◆ Instructions to follow: Find each line in the records containing the string "ceiling" and copy those lines. Letter case matters.

(Raw records)

-*-*-

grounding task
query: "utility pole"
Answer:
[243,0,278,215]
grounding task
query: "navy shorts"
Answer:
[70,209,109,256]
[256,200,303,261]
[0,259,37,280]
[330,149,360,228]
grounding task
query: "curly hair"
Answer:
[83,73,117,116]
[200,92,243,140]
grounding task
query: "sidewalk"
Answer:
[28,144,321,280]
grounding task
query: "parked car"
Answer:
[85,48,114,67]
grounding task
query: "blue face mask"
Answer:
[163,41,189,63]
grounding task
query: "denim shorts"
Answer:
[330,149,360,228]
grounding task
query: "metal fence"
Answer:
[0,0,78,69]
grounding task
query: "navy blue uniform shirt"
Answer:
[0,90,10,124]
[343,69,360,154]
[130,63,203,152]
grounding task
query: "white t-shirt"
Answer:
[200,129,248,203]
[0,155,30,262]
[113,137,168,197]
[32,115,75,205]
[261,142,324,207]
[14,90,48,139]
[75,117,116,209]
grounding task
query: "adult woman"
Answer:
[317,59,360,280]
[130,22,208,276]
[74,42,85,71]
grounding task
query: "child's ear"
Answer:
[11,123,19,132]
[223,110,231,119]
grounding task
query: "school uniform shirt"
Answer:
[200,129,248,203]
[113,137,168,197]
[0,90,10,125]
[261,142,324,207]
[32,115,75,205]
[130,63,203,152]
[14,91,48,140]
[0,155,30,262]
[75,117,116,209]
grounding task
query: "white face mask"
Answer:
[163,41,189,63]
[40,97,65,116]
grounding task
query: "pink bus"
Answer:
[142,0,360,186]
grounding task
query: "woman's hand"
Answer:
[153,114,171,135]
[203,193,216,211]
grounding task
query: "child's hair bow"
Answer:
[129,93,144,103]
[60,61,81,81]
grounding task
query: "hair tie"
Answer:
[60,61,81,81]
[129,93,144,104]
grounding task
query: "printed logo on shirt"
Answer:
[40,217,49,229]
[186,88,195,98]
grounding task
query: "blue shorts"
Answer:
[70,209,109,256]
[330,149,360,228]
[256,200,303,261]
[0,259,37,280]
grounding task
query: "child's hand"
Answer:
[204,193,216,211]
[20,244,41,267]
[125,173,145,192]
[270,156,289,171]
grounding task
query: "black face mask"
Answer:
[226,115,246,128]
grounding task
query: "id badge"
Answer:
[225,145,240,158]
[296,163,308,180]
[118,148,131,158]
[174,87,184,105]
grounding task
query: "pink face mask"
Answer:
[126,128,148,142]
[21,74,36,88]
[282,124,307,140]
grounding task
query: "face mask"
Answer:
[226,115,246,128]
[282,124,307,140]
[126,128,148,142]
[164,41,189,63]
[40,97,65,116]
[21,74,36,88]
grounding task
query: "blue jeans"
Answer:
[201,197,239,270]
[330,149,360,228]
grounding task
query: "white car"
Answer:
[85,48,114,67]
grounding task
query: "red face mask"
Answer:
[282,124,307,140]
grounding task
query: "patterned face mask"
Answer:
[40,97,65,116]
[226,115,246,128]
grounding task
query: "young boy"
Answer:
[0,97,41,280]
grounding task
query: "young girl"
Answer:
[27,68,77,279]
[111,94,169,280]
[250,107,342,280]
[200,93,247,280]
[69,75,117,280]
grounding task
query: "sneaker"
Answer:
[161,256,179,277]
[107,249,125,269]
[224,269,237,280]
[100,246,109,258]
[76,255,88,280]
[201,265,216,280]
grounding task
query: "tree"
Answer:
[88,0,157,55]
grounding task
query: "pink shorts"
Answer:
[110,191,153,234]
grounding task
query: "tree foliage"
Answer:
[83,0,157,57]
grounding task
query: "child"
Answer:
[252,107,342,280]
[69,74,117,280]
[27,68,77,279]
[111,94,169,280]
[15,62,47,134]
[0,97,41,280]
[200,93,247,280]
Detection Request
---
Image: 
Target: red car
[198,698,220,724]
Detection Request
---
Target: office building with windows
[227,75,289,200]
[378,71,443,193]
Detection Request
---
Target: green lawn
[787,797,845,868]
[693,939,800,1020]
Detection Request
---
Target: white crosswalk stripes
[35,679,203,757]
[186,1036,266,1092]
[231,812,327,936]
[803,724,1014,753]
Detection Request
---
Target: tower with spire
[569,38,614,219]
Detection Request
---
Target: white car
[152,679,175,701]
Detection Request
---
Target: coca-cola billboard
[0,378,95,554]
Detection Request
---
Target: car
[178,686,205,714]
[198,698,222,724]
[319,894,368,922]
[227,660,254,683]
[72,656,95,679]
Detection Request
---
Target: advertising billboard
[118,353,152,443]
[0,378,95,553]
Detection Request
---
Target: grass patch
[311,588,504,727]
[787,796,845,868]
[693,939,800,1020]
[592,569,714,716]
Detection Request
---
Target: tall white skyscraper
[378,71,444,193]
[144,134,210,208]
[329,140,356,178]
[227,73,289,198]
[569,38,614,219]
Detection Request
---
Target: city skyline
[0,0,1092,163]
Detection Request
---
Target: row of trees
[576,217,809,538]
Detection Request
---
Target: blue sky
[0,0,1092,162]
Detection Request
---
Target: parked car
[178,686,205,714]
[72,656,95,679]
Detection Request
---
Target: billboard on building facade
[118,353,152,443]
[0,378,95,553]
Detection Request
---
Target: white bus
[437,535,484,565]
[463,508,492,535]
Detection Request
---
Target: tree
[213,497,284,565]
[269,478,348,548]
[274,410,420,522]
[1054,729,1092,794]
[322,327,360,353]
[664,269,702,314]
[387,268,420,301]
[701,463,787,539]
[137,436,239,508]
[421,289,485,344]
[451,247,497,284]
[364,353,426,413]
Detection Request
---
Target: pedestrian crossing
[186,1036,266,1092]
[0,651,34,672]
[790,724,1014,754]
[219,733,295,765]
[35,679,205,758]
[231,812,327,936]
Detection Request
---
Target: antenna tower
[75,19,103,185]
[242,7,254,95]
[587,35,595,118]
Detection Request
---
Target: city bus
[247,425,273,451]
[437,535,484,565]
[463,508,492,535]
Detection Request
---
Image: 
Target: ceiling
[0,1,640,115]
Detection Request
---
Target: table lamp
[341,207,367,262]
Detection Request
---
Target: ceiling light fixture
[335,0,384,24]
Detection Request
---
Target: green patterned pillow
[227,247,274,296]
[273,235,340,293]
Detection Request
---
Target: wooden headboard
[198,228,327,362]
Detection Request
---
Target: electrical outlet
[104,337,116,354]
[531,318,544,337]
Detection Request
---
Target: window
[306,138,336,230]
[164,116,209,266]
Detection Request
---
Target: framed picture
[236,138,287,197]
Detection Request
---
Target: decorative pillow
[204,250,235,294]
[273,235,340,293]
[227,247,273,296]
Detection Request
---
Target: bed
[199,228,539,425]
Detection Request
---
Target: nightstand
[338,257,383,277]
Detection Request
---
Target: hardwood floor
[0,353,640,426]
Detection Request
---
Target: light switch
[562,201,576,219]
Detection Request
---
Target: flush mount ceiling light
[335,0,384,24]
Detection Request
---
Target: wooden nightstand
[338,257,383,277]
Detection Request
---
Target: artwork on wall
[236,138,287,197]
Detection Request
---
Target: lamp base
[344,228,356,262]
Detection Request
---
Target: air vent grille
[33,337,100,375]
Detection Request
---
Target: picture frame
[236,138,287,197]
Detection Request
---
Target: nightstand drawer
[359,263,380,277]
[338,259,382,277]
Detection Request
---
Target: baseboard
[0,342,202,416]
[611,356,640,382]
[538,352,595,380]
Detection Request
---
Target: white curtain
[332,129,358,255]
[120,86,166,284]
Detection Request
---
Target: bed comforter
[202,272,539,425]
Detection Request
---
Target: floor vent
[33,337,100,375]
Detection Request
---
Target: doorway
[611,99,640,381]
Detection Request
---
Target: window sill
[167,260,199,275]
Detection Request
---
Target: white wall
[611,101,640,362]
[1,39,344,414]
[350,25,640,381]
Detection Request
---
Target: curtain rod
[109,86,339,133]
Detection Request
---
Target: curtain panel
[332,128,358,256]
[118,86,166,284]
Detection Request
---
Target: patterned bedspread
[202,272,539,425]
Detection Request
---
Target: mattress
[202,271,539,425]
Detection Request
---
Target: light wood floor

-*-*-

◆ Complete response:
Target: ceiling
Target: ceiling light fixture
Target: flush mount ceiling light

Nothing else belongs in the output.